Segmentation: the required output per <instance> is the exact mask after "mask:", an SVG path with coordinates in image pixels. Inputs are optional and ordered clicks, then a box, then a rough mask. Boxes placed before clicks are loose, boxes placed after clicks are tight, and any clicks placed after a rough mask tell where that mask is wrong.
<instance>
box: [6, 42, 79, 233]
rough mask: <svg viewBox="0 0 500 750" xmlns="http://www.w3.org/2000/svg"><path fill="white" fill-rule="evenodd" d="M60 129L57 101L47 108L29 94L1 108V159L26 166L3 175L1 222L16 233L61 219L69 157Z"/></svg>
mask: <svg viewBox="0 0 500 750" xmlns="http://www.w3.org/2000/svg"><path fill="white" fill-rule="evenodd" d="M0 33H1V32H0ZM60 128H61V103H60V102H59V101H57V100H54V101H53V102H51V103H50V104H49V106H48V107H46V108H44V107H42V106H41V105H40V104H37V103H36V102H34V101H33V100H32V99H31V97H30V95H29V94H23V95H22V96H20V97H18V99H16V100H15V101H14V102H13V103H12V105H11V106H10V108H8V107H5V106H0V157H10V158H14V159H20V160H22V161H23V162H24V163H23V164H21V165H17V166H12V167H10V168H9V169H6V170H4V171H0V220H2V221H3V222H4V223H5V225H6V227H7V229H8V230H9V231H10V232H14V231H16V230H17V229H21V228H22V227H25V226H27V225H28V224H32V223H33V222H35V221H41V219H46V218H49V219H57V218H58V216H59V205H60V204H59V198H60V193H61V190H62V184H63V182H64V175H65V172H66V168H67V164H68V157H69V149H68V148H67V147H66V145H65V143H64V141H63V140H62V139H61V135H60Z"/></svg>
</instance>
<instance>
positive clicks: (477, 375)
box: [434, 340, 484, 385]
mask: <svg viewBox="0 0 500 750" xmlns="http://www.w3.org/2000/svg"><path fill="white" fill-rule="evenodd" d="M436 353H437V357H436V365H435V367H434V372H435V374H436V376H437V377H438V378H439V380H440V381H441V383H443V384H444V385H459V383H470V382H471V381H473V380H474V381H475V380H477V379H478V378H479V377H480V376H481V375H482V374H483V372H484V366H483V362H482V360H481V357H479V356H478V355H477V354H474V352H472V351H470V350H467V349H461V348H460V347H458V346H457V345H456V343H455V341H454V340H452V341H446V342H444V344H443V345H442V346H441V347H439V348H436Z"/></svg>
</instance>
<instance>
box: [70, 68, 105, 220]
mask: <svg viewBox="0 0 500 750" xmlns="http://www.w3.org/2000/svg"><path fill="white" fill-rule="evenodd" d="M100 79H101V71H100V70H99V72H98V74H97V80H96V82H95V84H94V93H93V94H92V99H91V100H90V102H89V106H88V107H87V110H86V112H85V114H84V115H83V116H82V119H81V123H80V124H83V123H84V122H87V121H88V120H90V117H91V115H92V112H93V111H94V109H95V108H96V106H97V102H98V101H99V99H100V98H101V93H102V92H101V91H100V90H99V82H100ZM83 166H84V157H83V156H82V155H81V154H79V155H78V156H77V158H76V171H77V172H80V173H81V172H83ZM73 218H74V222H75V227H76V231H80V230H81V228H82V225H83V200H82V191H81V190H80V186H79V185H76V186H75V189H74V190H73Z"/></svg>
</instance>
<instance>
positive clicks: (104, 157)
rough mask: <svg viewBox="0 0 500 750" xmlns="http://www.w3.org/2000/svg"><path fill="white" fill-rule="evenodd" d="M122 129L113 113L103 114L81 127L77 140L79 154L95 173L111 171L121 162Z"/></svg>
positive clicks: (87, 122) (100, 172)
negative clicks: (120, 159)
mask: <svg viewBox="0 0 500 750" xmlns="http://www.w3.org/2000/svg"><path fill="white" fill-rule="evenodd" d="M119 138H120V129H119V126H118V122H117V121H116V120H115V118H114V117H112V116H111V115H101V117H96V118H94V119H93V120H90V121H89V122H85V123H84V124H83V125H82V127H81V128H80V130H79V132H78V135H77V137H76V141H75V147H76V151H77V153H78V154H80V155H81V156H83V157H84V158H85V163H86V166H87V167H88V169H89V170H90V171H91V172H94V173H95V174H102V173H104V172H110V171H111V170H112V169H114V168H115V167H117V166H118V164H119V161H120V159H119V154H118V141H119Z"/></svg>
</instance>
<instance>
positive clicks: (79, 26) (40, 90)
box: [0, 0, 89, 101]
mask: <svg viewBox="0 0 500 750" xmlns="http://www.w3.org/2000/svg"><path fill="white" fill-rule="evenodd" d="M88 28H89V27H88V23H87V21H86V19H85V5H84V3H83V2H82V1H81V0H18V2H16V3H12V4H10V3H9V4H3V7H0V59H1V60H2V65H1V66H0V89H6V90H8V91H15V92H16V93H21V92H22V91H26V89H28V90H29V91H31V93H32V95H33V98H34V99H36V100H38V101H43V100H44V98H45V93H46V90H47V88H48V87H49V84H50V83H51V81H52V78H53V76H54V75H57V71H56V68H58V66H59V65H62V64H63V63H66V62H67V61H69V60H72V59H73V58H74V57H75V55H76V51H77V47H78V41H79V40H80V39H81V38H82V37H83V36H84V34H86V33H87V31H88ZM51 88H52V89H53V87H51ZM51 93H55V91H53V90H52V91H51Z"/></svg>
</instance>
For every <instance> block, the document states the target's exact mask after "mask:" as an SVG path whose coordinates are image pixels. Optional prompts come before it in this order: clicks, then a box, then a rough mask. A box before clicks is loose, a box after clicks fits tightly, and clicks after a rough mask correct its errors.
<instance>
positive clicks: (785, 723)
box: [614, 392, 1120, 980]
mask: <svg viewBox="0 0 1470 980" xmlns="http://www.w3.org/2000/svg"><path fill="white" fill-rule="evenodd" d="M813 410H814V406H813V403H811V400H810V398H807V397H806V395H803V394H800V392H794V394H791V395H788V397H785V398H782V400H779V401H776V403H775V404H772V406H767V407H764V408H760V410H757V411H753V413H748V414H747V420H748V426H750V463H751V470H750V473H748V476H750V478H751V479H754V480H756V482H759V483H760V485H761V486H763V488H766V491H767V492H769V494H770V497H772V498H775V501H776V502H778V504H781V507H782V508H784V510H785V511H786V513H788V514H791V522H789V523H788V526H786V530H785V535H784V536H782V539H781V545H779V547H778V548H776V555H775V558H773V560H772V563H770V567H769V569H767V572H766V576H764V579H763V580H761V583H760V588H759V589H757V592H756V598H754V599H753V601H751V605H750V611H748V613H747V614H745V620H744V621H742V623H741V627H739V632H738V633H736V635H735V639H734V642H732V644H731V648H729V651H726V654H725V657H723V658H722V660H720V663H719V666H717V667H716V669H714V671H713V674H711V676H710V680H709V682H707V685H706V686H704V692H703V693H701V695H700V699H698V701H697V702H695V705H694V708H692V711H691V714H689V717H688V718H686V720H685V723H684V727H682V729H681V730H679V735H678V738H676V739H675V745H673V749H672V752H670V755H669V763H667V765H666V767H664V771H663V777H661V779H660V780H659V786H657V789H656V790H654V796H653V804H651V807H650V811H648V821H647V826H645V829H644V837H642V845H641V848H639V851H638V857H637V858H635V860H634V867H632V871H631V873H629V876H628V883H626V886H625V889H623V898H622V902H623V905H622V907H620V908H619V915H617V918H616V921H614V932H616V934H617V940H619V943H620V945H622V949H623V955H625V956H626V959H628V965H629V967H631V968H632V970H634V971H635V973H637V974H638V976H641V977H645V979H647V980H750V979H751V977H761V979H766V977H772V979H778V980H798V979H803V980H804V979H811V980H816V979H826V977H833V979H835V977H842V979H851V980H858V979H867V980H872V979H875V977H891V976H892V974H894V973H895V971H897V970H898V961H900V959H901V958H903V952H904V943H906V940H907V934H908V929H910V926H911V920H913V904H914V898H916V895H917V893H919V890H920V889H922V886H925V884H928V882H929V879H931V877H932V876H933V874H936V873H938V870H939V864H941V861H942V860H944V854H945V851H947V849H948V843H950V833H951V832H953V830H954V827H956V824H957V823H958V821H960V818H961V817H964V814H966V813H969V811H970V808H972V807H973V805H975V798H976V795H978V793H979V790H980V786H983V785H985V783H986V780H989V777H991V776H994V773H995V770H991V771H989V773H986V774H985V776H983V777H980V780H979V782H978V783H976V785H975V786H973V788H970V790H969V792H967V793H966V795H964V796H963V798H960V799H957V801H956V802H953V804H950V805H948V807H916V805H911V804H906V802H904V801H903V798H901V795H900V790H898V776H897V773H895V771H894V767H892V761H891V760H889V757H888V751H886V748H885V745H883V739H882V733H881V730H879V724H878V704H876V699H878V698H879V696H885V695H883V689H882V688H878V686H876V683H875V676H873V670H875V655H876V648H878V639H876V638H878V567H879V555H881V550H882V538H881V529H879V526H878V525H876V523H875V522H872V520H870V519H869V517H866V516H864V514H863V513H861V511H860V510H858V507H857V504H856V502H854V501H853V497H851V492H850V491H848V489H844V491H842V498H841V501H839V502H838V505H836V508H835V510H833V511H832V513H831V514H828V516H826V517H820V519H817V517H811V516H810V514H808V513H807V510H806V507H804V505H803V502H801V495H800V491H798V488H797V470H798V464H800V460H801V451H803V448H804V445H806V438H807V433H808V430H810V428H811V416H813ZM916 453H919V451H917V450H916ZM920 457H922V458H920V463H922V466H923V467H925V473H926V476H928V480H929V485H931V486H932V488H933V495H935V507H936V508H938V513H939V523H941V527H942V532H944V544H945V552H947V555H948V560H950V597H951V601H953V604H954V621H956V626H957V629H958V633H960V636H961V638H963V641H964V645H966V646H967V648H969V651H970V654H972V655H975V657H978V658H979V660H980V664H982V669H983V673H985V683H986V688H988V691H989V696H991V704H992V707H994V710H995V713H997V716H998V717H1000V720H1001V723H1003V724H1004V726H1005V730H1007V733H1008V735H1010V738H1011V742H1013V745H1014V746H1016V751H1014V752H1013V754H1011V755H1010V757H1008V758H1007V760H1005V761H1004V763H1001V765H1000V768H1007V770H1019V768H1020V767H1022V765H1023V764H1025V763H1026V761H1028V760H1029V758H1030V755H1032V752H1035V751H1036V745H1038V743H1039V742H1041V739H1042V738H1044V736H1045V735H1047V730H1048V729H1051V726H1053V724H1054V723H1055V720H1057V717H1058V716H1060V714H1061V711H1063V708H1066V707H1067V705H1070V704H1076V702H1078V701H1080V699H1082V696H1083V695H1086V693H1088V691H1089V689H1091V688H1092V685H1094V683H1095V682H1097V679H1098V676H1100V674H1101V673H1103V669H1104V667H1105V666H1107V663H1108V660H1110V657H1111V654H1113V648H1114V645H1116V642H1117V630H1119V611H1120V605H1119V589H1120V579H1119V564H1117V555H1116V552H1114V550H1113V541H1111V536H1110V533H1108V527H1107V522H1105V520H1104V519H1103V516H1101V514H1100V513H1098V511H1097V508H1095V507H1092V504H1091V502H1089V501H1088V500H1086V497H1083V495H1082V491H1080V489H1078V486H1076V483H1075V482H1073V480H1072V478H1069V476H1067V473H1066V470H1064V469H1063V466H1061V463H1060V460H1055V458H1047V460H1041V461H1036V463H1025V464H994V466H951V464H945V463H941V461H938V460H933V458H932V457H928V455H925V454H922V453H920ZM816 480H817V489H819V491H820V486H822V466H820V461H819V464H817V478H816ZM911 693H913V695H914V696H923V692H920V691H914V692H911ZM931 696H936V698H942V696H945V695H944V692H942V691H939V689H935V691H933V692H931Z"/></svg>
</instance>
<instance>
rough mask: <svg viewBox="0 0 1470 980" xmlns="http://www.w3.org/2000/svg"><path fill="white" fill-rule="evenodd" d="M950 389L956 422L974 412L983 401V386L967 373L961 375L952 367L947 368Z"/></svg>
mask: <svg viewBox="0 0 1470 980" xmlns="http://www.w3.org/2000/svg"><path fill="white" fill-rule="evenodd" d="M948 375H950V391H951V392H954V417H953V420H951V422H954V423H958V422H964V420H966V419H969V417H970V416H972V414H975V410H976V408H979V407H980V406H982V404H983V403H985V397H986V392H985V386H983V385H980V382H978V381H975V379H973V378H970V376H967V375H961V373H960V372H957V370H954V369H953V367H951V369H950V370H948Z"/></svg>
○ ○ ○
__WORK REQUIRED__
What you give back must match the material exactly, beginning with its first line and ending with the line holding "box: [6, 42, 79, 233]".

__ANSWER SPACE__
Segmentation: the required output per <instance> is the exact mask after "mask:", an SVG path with coordinates in image pixels. Inputs are optional and ordered clicks, then a box, then a rough mask. Boxes placed before clicks are loose, boxes placed after clicks are tight, and any clicks placed after a rough mask tell where that mask is wrong.
<instance>
box: [6, 42, 79, 233]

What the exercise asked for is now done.